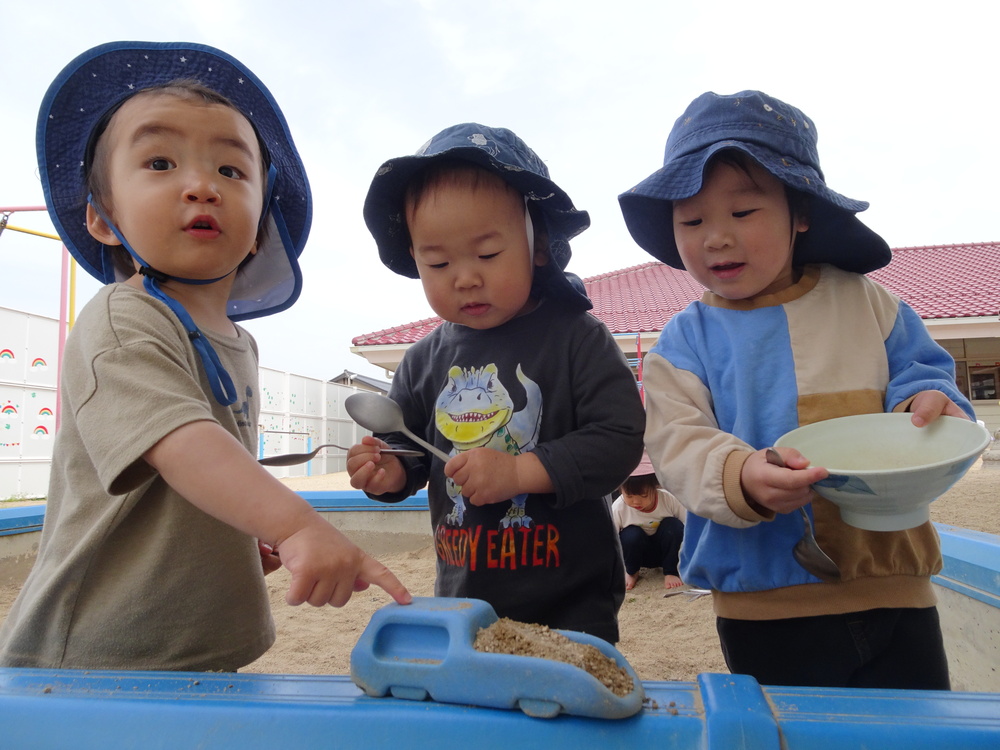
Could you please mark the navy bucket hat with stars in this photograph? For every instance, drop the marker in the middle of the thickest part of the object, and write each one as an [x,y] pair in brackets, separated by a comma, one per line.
[782,140]
[99,81]
[500,152]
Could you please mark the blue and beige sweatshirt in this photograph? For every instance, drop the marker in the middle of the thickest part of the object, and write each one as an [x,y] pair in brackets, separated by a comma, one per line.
[729,377]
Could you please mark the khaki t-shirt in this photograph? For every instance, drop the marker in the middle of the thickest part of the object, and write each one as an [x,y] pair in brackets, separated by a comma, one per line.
[129,575]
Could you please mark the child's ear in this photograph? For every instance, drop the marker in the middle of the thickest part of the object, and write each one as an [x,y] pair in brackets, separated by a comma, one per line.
[99,228]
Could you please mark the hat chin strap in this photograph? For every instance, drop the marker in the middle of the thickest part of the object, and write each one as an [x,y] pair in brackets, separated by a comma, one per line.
[531,231]
[221,383]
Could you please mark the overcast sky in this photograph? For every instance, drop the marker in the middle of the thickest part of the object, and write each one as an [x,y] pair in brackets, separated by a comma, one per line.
[904,97]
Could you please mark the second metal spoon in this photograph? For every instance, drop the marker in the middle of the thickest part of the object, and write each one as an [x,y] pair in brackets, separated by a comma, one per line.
[807,551]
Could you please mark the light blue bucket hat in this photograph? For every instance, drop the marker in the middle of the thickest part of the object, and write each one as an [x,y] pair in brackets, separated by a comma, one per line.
[783,141]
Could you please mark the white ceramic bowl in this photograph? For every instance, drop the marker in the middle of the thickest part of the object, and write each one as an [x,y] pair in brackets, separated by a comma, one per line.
[884,472]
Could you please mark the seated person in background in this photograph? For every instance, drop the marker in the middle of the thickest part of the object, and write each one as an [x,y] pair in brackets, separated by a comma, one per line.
[650,524]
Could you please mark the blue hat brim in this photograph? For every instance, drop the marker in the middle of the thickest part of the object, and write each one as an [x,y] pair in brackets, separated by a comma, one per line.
[102,78]
[385,214]
[835,234]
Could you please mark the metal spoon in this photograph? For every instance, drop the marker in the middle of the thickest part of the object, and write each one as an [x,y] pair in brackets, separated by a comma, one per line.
[807,551]
[290,459]
[380,413]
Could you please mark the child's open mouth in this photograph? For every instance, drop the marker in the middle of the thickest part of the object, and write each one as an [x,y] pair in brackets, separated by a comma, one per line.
[727,270]
[203,226]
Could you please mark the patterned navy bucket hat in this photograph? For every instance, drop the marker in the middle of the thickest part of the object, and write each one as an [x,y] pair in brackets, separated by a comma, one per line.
[782,140]
[500,152]
[101,79]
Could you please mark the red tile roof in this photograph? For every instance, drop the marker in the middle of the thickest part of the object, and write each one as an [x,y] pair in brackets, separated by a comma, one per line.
[946,281]
[940,281]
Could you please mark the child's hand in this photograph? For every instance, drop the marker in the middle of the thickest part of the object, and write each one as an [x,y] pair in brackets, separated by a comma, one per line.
[777,488]
[929,405]
[372,472]
[326,567]
[269,559]
[486,476]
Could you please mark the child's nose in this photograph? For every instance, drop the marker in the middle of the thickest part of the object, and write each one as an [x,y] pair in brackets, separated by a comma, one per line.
[468,278]
[202,188]
[718,237]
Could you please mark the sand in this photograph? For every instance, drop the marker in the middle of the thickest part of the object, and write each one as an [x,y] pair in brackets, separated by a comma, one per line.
[669,638]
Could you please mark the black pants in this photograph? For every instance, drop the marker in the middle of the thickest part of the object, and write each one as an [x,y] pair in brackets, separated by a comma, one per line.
[879,648]
[657,550]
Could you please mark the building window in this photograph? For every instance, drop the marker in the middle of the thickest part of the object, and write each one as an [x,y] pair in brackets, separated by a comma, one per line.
[977,367]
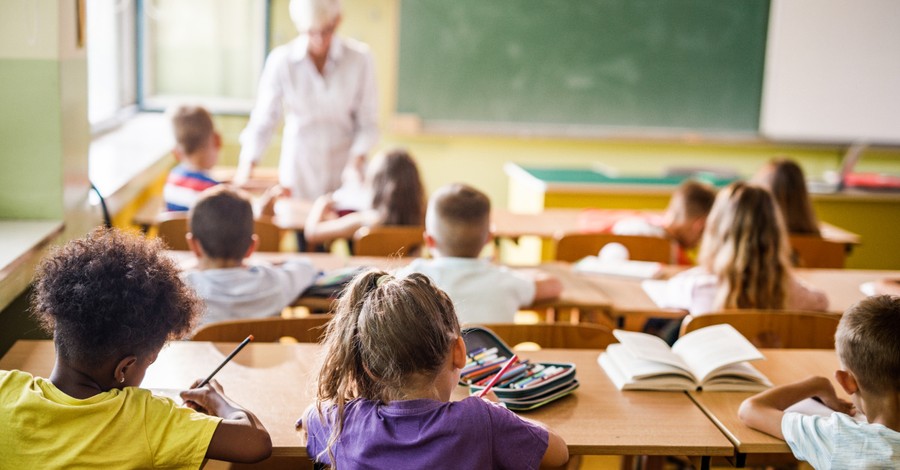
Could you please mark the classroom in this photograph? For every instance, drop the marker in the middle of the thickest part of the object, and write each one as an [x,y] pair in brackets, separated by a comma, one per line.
[555,111]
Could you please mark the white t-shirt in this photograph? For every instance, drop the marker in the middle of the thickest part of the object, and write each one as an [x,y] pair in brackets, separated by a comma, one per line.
[695,290]
[838,441]
[481,291]
[250,292]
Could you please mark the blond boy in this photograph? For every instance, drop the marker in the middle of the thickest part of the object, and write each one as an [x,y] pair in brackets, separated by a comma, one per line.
[221,236]
[197,146]
[457,227]
[683,221]
[868,346]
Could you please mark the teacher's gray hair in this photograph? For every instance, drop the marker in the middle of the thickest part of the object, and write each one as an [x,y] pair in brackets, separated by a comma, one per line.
[313,14]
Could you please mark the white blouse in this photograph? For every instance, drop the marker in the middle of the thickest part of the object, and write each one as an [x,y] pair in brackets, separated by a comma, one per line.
[328,117]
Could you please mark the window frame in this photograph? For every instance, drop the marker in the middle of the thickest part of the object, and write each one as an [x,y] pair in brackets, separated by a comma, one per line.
[149,102]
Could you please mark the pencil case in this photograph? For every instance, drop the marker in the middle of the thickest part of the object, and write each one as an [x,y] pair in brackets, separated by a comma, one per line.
[547,382]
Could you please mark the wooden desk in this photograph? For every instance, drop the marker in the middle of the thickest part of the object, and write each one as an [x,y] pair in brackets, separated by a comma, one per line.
[578,292]
[596,419]
[841,286]
[532,190]
[782,366]
[552,222]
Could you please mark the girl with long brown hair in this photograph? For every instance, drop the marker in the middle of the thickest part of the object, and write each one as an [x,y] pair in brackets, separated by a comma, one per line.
[392,356]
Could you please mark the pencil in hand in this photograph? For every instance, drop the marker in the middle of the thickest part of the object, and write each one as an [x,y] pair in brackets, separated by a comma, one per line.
[230,356]
[490,385]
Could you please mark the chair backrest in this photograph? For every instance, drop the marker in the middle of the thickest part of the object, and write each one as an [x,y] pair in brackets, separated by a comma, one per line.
[305,330]
[816,252]
[269,235]
[574,246]
[554,335]
[172,227]
[773,328]
[388,240]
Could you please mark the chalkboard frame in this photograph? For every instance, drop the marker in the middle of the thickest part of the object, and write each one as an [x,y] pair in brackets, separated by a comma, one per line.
[417,72]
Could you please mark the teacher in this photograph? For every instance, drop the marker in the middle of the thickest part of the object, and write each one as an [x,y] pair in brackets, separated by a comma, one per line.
[324,87]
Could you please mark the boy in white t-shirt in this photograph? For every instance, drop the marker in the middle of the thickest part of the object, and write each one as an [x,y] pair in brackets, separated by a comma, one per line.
[868,346]
[457,227]
[221,236]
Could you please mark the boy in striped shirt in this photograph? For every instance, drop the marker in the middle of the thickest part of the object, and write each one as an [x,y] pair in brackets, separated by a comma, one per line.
[197,146]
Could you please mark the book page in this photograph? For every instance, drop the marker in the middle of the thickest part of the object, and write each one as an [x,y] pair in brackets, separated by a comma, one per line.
[740,377]
[634,368]
[650,348]
[708,349]
[671,378]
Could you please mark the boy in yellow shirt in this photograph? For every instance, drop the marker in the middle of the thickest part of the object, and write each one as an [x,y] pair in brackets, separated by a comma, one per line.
[112,300]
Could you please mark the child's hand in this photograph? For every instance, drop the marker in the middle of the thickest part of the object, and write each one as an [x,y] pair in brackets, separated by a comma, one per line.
[489,396]
[267,201]
[208,399]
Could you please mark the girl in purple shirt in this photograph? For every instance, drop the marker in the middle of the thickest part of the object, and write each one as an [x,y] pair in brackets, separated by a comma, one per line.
[393,354]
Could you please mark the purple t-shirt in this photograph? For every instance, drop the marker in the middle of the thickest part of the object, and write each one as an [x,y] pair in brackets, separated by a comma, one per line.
[429,434]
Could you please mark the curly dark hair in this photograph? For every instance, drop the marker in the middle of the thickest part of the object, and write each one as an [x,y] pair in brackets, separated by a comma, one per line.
[109,294]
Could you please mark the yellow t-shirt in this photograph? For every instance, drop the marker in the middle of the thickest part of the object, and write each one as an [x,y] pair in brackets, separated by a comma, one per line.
[42,427]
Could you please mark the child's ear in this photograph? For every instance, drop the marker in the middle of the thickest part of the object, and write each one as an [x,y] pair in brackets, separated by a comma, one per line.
[194,244]
[124,366]
[429,240]
[847,381]
[254,243]
[459,353]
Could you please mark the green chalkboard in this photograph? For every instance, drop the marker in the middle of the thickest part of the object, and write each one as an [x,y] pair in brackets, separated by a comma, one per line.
[666,65]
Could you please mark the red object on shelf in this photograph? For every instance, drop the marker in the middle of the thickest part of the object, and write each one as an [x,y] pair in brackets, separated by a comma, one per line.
[872,181]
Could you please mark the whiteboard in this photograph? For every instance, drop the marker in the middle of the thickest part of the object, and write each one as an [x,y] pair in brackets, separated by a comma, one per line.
[832,72]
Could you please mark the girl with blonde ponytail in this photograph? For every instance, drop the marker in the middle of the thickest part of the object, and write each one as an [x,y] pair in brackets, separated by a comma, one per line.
[743,260]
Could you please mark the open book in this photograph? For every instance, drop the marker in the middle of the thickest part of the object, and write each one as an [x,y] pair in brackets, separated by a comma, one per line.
[712,358]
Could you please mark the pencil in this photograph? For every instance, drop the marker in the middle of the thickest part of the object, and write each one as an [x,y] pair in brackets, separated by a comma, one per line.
[490,385]
[233,353]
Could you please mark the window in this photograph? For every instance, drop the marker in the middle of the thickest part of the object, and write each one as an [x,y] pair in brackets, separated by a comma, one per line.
[202,51]
[112,45]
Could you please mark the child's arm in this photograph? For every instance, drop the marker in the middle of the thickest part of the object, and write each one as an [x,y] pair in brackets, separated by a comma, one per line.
[557,453]
[765,410]
[323,224]
[266,204]
[240,437]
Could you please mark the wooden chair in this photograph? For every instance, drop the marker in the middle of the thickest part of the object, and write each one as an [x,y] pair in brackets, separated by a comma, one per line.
[388,240]
[305,330]
[172,227]
[773,328]
[574,246]
[816,252]
[554,335]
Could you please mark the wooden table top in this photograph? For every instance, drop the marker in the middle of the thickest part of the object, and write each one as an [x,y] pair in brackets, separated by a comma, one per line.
[578,292]
[841,286]
[782,366]
[274,381]
[552,222]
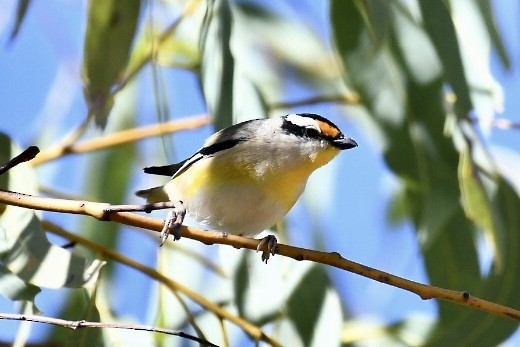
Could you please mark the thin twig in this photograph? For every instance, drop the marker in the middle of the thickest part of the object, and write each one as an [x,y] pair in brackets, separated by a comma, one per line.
[26,155]
[98,210]
[86,324]
[168,32]
[253,331]
[350,99]
[122,137]
[505,124]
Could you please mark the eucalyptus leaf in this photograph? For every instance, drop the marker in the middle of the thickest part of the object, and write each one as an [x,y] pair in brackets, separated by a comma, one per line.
[21,12]
[25,250]
[441,29]
[111,26]
[217,67]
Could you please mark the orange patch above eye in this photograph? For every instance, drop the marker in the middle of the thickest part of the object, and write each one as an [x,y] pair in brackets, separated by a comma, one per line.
[328,130]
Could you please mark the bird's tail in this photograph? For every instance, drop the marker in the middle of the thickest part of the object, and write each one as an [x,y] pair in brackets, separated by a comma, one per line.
[152,195]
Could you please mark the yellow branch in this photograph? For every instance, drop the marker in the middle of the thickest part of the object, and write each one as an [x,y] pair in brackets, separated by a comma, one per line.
[120,138]
[98,210]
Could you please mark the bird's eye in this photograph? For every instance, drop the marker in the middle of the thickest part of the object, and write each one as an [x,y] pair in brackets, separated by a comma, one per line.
[312,132]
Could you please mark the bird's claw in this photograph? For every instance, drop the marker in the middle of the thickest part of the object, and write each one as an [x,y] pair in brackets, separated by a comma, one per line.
[268,245]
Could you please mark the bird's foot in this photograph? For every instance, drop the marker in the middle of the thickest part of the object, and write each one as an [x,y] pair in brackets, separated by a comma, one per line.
[173,222]
[268,245]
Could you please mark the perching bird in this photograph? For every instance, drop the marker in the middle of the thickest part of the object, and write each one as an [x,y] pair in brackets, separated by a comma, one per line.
[248,176]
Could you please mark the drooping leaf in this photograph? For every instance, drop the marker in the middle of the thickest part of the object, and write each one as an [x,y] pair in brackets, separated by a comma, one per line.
[501,286]
[21,12]
[441,29]
[486,10]
[217,66]
[24,249]
[476,202]
[111,26]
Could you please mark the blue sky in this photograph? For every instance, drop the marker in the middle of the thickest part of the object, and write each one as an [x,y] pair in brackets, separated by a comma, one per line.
[39,83]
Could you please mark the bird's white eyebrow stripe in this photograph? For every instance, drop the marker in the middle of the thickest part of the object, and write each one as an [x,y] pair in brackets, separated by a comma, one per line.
[302,121]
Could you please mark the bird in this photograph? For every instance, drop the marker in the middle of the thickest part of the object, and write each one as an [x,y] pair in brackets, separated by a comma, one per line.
[247,177]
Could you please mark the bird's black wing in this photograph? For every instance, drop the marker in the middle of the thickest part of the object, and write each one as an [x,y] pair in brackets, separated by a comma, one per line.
[167,170]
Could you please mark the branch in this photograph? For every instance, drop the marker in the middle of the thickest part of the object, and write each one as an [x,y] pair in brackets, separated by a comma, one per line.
[26,155]
[348,99]
[73,325]
[506,124]
[98,211]
[120,138]
[253,331]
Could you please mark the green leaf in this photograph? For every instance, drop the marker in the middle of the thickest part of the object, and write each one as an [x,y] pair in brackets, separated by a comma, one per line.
[111,26]
[315,310]
[13,287]
[486,10]
[109,172]
[217,67]
[21,12]
[305,297]
[275,52]
[502,286]
[477,204]
[415,47]
[441,29]
[24,248]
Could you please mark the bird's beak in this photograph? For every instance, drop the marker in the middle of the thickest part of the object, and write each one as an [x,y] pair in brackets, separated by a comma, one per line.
· · · · ·
◆ **EXERCISE DETAILS**: Using the entries above, give again each line from the one containing "Could you please mark the drooping" through the last line, exactly and only those.

◆ **ANSWER TO THE PROBLEM**:
Could you please mark the drooping leaf in this photograph? For every instance, drop the marker in the middle of the thickest part of the object, and write each one as an [x,y] pair in brackets, separated by a comma, one per line.
[501,286]
[21,12]
[441,29]
[486,10]
[217,66]
[24,249]
[476,202]
[111,26]
Could you please mark the blue sky in this photograph? For every instance, drop the marker in the middle of the thickest part of the object, and write each one as an [x,y] pair in brackets, separated by a comma, one per line.
[39,83]
Could you please mark the bird's white eyebrow stripe in this photograph? For every instance, drop the marker in the middle of the thickest part of the object, and write each one as an [x,y] pair in brackets, separated by a comma, one per line.
[302,121]
Could you please mark the bird in this photograph? For every instance, drop the marker in the middle of the thickest part of the object, and write each one as an [x,y] pair in brackets, separated by a comma, one per line.
[247,177]
Could you please mark the bird's black wing in this photograph? For every instance, drop the marker in the middle of the thickest part of the object, and write each one as an [x,y] pair in brackets, separated by a comma, one per line.
[167,170]
Could you please mark the branch in this photograph? For every instance, drop the marker in the middle of the thickest part of the object, and write each one as an [x,y] pair in brackets, separated by a comma, one per line.
[26,155]
[348,99]
[73,325]
[506,124]
[98,211]
[120,138]
[253,331]
Could you please mark the green leaf in this photograph? For every instance, drop the marker in the middle of the thickest part of the object, and write each one as an [x,y] pair in brackets, separated by a comma, one per line.
[111,26]
[315,310]
[13,287]
[486,10]
[109,172]
[217,67]
[21,12]
[305,297]
[275,52]
[502,286]
[477,204]
[415,47]
[441,29]
[24,248]
Could you please mark the bird's beak in this photograph? For every instance, drop the marker in the middle of the thickest part of the object, and write each one as an [x,y] pair in brackets, separated by a comma, one per line.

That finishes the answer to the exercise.